Records to process
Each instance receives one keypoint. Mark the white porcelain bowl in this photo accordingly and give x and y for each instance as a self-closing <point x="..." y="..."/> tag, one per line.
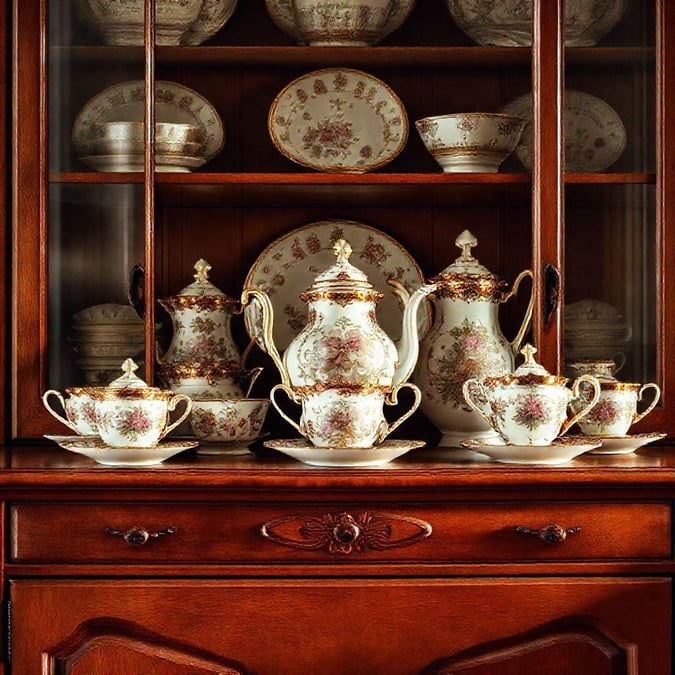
<point x="470" y="142"/>
<point x="508" y="23"/>
<point x="228" y="420"/>
<point x="122" y="22"/>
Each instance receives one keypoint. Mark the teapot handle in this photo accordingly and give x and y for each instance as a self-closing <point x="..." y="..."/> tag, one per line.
<point x="289" y="392"/>
<point x="576" y="393"/>
<point x="392" y="399"/>
<point x="518" y="340"/>
<point x="638" y="416"/>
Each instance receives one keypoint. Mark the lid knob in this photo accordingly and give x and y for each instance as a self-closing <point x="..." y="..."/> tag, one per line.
<point x="202" y="268"/>
<point x="466" y="241"/>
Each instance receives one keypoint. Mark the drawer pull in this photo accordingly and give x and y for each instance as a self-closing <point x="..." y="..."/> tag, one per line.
<point x="344" y="533"/>
<point x="137" y="536"/>
<point x="551" y="534"/>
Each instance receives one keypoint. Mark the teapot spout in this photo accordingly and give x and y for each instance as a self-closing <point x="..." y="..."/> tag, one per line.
<point x="259" y="323"/>
<point x="408" y="346"/>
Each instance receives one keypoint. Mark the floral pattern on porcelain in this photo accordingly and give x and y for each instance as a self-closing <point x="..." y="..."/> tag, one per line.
<point x="224" y="421"/>
<point x="351" y="350"/>
<point x="343" y="22"/>
<point x="453" y="356"/>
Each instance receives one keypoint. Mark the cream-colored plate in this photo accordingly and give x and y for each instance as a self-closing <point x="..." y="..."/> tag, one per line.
<point x="621" y="445"/>
<point x="97" y="450"/>
<point x="562" y="450"/>
<point x="307" y="453"/>
<point x="125" y="102"/>
<point x="213" y="16"/>
<point x="595" y="136"/>
<point x="135" y="163"/>
<point x="288" y="266"/>
<point x="338" y="120"/>
<point x="281" y="12"/>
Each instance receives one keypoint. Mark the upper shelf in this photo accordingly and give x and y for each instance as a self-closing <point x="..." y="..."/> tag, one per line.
<point x="397" y="57"/>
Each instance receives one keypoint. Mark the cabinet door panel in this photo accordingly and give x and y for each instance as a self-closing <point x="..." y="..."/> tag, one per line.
<point x="358" y="626"/>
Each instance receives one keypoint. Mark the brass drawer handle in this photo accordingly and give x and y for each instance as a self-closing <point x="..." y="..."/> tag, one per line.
<point x="551" y="534"/>
<point x="137" y="536"/>
<point x="343" y="533"/>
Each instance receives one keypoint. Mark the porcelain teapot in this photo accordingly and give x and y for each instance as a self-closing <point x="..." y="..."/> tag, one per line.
<point x="530" y="406"/>
<point x="465" y="341"/>
<point x="342" y="345"/>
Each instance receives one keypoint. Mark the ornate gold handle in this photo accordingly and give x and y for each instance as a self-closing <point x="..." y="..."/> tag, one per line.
<point x="137" y="536"/>
<point x="551" y="534"/>
<point x="345" y="533"/>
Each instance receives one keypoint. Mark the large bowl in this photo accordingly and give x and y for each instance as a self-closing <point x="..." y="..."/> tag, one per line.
<point x="470" y="142"/>
<point x="123" y="22"/>
<point x="508" y="23"/>
<point x="228" y="420"/>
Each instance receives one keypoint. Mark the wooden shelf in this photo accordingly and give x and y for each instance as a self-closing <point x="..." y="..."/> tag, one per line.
<point x="395" y="57"/>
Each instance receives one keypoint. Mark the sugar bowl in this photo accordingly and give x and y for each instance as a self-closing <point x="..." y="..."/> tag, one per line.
<point x="530" y="406"/>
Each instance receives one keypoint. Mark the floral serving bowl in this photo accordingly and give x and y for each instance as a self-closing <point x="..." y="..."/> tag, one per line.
<point x="471" y="142"/>
<point x="227" y="420"/>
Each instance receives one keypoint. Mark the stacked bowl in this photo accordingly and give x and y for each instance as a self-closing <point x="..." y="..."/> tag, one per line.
<point x="104" y="335"/>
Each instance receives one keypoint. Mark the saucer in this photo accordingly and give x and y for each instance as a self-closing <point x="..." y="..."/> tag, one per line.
<point x="621" y="445"/>
<point x="231" y="448"/>
<point x="304" y="451"/>
<point x="96" y="449"/>
<point x="560" y="451"/>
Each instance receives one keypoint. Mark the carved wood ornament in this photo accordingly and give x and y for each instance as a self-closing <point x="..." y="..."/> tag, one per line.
<point x="344" y="533"/>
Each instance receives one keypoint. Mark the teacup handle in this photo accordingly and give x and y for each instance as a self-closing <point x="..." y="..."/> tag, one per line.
<point x="638" y="416"/>
<point x="255" y="374"/>
<point x="392" y="399"/>
<point x="576" y="393"/>
<point x="53" y="413"/>
<point x="289" y="392"/>
<point x="173" y="402"/>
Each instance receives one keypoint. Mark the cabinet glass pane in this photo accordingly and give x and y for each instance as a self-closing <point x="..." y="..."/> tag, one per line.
<point x="611" y="219"/>
<point x="95" y="217"/>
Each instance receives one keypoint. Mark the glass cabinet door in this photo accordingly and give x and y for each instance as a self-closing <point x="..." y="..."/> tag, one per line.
<point x="613" y="225"/>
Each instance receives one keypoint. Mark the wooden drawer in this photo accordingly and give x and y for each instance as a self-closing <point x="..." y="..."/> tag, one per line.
<point x="406" y="532"/>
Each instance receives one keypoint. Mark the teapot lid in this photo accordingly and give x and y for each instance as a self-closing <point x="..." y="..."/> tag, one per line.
<point x="342" y="276"/>
<point x="129" y="380"/>
<point x="466" y="278"/>
<point x="531" y="372"/>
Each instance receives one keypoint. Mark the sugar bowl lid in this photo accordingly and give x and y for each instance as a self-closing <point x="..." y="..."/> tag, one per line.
<point x="466" y="276"/>
<point x="342" y="276"/>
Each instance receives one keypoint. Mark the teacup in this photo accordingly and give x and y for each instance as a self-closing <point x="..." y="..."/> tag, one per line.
<point x="530" y="406"/>
<point x="79" y="408"/>
<point x="138" y="418"/>
<point x="343" y="417"/>
<point x="616" y="410"/>
<point x="228" y="420"/>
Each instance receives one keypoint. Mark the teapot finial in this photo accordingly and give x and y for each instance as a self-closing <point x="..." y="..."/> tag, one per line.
<point x="202" y="268"/>
<point x="528" y="351"/>
<point x="342" y="250"/>
<point x="129" y="367"/>
<point x="466" y="241"/>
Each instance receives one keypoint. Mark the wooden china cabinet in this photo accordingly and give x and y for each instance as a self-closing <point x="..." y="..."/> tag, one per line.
<point x="259" y="564"/>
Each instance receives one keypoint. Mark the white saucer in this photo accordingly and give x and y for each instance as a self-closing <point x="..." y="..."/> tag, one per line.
<point x="97" y="450"/>
<point x="304" y="451"/>
<point x="621" y="445"/>
<point x="560" y="451"/>
<point x="231" y="448"/>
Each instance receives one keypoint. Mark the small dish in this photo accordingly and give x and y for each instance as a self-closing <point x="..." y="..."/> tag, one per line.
<point x="562" y="450"/>
<point x="100" y="452"/>
<point x="620" y="445"/>
<point x="305" y="452"/>
<point x="338" y="120"/>
<point x="595" y="136"/>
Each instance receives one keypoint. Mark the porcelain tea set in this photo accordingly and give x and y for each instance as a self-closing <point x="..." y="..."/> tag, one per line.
<point x="344" y="371"/>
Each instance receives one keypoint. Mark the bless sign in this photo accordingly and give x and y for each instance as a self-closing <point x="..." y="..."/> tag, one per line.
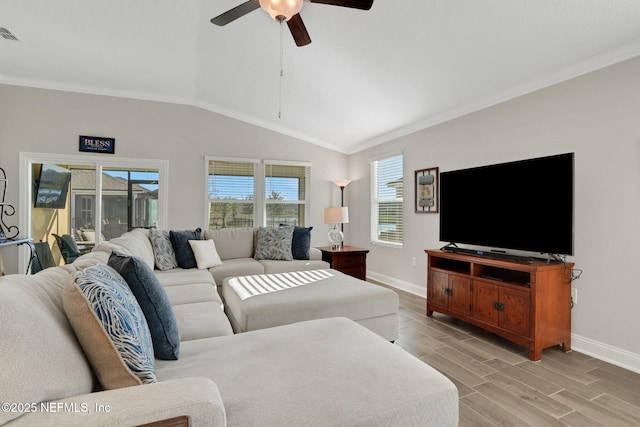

Exercise brief
Revise the records beginning at the line that contains "Each instance receives one keypoint. Mark the porcelain tea set" and ending with the last line of the records, changing "porcelain tea set" to "ceramic tea set" and leaving everything else as it is. Leave the pictures out of your answer.

Response below
Each instance receives one keypoint. Mark the ceramic tea set in this photo accordingly and give x and y for each instance as a self-closing <point x="..." y="..."/> tag, one per line.
<point x="344" y="371"/>
Each instance receives one keypoint. Mark the bless sign in this photo accordingly and give x and y for each instance as a self-closing <point x="..." y="..."/> tag, one per line.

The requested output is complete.